[lit-ideas] Re: Moral Imagination

  • From: Donal McEvoy <donalmcevoyuk@xxxxxxxxxxx>
  • To: "lit-ideas@xxxxxxxxxxxxx" <lit-ideas@xxxxxxxxxxxxx>
  • Date: Sun, 9 Oct 2011 09:49:40 +0100 (BST)




________________________________
From: Robert Paul <rpaul@xxxxxxxx>
To: lit-ideas@xxxxxxxxxxxxx
Sent: Sunday, 9 October 2011, 4:21
Subject: [lit-ideas] Re: Moral Imagination


>The clear cut, the obvious,
    cases are those that make morality intelligible, and they are,
    moreover, those against which moral theories are measured:>

These are two excellent points, though I might qualify the first by saying only 
that the clear cut is what makes morality _most_ intelligible; and we might 
imagine a whole series of very finely grained choices to seem less a matter of 
ethics than of, say, aesthetics or 'taste'. These clear-cut cases are our moral 
bulwark (as it were) and so constitute the best tests of moral claims (which 
may be rejected if they fail these tests).

Dataset extract:
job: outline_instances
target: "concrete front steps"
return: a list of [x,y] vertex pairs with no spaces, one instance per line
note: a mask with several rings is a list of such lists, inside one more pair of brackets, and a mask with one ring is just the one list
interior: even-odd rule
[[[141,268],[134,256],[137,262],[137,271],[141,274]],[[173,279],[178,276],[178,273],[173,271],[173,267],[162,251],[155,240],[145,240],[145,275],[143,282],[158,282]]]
---
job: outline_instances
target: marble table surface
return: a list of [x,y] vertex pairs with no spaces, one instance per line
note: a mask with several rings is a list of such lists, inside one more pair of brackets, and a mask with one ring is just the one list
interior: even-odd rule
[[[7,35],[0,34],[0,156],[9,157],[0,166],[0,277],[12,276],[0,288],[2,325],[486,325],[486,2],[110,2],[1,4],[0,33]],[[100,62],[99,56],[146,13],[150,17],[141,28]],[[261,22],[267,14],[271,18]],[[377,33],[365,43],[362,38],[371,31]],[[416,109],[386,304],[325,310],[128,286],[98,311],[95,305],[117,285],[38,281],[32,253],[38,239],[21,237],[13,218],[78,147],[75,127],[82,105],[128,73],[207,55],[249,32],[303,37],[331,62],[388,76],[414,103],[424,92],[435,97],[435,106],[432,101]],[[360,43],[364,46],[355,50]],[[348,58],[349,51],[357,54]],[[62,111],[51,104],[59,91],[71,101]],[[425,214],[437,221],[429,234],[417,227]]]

Tasks to complete:
1. For each statement below, decide whether it agrees with the Moral Imagination message. Answer yes or no, and quote the words of the message that settle it.
(a) The two points quoted at the start are rejected as poor.
(b) Clear-cut cases are described as the best tests of moral claims.
(c) Moral claims that fail these tests must still be accepted.
2. Reproduce the part of the Moral Imagination message starting with "These are two" and going on through "fail these tests).".

Answers to the exercises:
1.
(a) No: "These are two excellent points"
(b) Yes: "constitute the best tests of moral claims"
(c) No: "which may be rejected if they fail these tests"

2.
These are two excellent points, though I might qualify the first by saying only 
that the clear cut is what makes morality _most_ intelligible; and we might 
imagine a whole series of very finely grained choices to seem less a matter of 
ethics than of, say, aesthetics or 'taste'. These clear-cut cases are our moral 
bulwark (as it were) and so constitute the best tests of moral claims (which 
may be rejected if they fail these tests).